(Point annotation records)

##############################

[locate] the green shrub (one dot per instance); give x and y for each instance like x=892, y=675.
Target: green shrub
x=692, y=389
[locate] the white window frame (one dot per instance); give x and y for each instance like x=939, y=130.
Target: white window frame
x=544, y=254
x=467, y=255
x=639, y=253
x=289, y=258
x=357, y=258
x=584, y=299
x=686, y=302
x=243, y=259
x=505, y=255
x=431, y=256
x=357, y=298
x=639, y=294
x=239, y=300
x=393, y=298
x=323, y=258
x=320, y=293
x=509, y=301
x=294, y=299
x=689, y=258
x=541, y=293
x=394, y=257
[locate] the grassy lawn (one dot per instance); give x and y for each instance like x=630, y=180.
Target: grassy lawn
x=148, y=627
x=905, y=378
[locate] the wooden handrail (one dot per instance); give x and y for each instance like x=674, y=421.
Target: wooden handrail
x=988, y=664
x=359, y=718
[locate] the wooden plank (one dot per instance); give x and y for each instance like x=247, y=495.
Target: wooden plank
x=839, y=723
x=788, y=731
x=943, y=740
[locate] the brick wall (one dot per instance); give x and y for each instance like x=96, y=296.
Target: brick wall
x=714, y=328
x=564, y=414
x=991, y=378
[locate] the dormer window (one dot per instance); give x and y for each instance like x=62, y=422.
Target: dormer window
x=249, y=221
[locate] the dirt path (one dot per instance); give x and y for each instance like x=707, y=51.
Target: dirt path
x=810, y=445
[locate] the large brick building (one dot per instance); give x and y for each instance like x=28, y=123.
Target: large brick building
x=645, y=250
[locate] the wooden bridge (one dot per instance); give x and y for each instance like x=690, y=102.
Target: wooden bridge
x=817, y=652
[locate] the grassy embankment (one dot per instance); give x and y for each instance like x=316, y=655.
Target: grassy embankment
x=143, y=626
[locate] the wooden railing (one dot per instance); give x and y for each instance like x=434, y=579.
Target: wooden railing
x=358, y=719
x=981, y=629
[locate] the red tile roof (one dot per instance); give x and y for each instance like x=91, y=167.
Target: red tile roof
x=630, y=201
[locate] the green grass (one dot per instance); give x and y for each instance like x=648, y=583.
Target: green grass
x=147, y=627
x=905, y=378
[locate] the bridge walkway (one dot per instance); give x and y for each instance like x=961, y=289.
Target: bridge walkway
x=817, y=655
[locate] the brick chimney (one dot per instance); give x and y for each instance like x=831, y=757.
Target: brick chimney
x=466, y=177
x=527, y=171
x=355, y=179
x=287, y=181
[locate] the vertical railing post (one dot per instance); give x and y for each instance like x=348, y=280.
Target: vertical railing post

##############################

** Task brief **
Could you return all of the records above, reproducing every line word for word with nothing altered?

** Task response **
[locate] the green shrub (one dot per instance); give x and y for each instance like x=892, y=675.
Target: green shrub
x=692, y=389
[locate] the white window frame (one dot per instance); give x and y for each instance like x=939, y=130.
Target: white window frame
x=544, y=254
x=467, y=255
x=639, y=253
x=289, y=258
x=357, y=258
x=584, y=299
x=686, y=302
x=243, y=259
x=505, y=255
x=431, y=256
x=357, y=298
x=639, y=294
x=239, y=300
x=393, y=298
x=323, y=258
x=320, y=293
x=509, y=301
x=294, y=299
x=689, y=258
x=541, y=293
x=394, y=257
[locate] the grassy lawn (one dot per instance); give x and y for each instance like x=630, y=180.
Target: grassy lawn
x=148, y=627
x=905, y=378
[locate] the wooden handrail (one dot per instance); give x and y for each instance like x=674, y=421.
Target: wooden handrail
x=988, y=664
x=359, y=718
[locate] the wooden plank (one dot per instance); give x and y for each instance like x=247, y=495.
Target: wooden plank
x=839, y=723
x=788, y=731
x=943, y=740
[locate] the brick wall (one dot per instance); give x and y for each instance like x=96, y=296.
Target: brick wall
x=714, y=328
x=564, y=414
x=991, y=378
[locate] the dormer window (one dot per instance); give x and y for each instance like x=62, y=422.
Target: dormer window
x=249, y=221
[locate] the dirt path (one dot per instance); give x and y for each instance like x=707, y=51.
Target: dirt path
x=810, y=445
[locate] the large brick building (one dot per instance); give x and y for each instance like x=28, y=123.
Target: large brick building
x=645, y=250
[locate] the wooden bridge (one dot per instance); give x and y for each instance like x=690, y=102.
Target: wooden bridge
x=817, y=652
[locate] the grassy embankment (one dot per instance); give x and y for each instance like x=316, y=655.
Target: grassy embankment
x=143, y=626
[locate] the wooden railing (one dot per instance); give x and y for each instance like x=434, y=579.
Target: wooden railing
x=358, y=719
x=981, y=629
[locate] the red tile roof (one dot per instance); give x and y for each instance like x=91, y=167.
Target: red tile roof
x=630, y=201
[locate] the green grass (one dot per instance); give x and y for each instance like x=648, y=583.
Target: green grass
x=147, y=627
x=905, y=378
[locate] the bridge walkway (one dot per instance); give x and y for each instance like x=961, y=289.
Target: bridge walkway
x=817, y=655
[locate] the brick chimney (one dot per instance); give x and y for each instance like x=831, y=757.
Target: brick chimney
x=466, y=177
x=527, y=171
x=355, y=179
x=287, y=181
[locate] the vertical railing post (one dot per instance); give x and y for each instance like x=348, y=280.
Target: vertical railing post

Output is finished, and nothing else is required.